_ABOUT THIS TASK_
Please return the whole listing. Keep each line exactly the same.

_AVAILABLE DATA_
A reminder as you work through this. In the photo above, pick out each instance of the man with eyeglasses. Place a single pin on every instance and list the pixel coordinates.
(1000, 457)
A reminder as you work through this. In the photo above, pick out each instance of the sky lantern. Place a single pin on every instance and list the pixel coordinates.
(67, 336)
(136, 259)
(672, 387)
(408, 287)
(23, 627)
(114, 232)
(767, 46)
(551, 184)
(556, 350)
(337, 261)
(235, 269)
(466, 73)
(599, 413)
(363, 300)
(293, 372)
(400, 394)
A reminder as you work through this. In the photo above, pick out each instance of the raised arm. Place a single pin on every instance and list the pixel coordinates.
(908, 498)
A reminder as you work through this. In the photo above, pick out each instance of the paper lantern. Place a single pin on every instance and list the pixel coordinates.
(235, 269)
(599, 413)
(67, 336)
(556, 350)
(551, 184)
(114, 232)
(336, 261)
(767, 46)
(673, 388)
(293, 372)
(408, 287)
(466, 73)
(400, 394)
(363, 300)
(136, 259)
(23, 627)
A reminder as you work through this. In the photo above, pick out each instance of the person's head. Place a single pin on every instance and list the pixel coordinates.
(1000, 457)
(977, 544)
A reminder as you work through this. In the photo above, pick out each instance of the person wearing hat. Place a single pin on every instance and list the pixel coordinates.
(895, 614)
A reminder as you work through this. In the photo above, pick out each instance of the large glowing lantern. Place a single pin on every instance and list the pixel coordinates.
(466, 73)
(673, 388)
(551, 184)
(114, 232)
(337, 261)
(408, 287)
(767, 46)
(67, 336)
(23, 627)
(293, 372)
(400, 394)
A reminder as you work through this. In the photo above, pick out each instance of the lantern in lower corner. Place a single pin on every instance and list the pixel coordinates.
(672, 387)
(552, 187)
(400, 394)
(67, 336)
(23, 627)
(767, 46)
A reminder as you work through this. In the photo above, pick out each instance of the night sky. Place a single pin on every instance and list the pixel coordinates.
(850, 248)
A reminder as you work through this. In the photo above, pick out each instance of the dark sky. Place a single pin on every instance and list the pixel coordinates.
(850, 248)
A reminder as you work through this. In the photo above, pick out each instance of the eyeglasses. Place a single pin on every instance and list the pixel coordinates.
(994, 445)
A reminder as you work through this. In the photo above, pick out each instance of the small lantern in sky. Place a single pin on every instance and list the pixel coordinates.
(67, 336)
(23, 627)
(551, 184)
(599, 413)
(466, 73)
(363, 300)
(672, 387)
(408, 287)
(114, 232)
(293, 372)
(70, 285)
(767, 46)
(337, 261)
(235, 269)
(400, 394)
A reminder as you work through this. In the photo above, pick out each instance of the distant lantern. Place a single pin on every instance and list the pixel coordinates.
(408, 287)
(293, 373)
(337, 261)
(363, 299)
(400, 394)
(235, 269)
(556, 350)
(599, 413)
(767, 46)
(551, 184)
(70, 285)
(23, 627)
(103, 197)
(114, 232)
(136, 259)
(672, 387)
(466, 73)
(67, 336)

_COMPLETED EXERCISE_
A reminder as you work through this. In the photo above, pick out each instance of the man with eyeglasses. Place a single pin on every instance and list the pixel coordinates.
(1000, 457)
A reminder as you work through this. In the photo above, pick out each instance of the sky lantern. Place a single pin on every instance and list the pixel coordinates.
(67, 336)
(136, 259)
(672, 387)
(408, 287)
(23, 627)
(114, 232)
(767, 46)
(551, 184)
(556, 350)
(337, 261)
(235, 269)
(466, 73)
(599, 413)
(363, 300)
(293, 372)
(400, 394)
A reminder as you work through this. In the photo above, pick out each instance of the raised arm. Place a single pin on every instance and list the pixel coordinates.
(908, 498)
A reminder as you work through this. In the photo above, pick out each instance of the paper lantern. Place a single pin on every instance and list the pixel coordinates.
(235, 269)
(599, 413)
(67, 336)
(556, 350)
(551, 184)
(114, 232)
(336, 261)
(767, 46)
(673, 388)
(293, 372)
(408, 287)
(466, 73)
(400, 394)
(363, 300)
(136, 259)
(23, 627)
A reminder as you work through this. In the photo above, pick out each instance of the person's head. Place a single pin on every instance and list the pixel coordinates.
(1000, 457)
(977, 544)
A reminder as you work through this. In the photo above, pick out each instance of the person wearing hat. Place a single pin on every instance and list the pixel coordinates.
(895, 614)
A reminder as you work through this. In the photo above, pick out each instance of the large glowing lantern. Place a single pin on every instance and list the pixel coordinates.
(466, 73)
(673, 388)
(551, 184)
(114, 232)
(337, 261)
(408, 287)
(767, 46)
(67, 336)
(23, 627)
(293, 372)
(400, 394)
A reminder as you work through this. In the photo above, pick out each instance of the lantern in lower corner. Place a single pin on every instance and list the pixel coordinates.
(672, 387)
(552, 187)
(400, 394)
(67, 336)
(23, 627)
(767, 46)
A reminder as you work through this. In the photo above, pick out each instance of the night sky. Place a single pin on every instance and list the pixel coordinates.
(850, 248)
A reminder as you work through this. In the photo above, pick out each instance of the dark sky. Place a single pin on every instance and list the pixel coordinates.
(850, 248)
A reminder as you work through this. In the photo above, pick out each instance of the eyeglasses. Place a single pin on every instance and list the pixel coordinates.
(994, 445)
A reminder as you work through this. In the photo above, pick out each instance of the small lantern in sky. Place a single pin on every instance and list the pixel coordinates.
(67, 336)
(23, 627)
(551, 184)
(599, 413)
(466, 73)
(363, 300)
(672, 387)
(408, 287)
(114, 232)
(293, 372)
(70, 285)
(767, 46)
(337, 261)
(235, 269)
(400, 394)
A reminder as you work through this. In the photo above, pick out each instance of the distant lantern. Place a single pin on every instance and list the pixel coordinates.
(408, 287)
(293, 373)
(337, 261)
(363, 299)
(400, 394)
(235, 269)
(556, 350)
(599, 413)
(767, 46)
(551, 184)
(70, 285)
(23, 627)
(103, 197)
(114, 232)
(136, 259)
(672, 387)
(466, 73)
(67, 336)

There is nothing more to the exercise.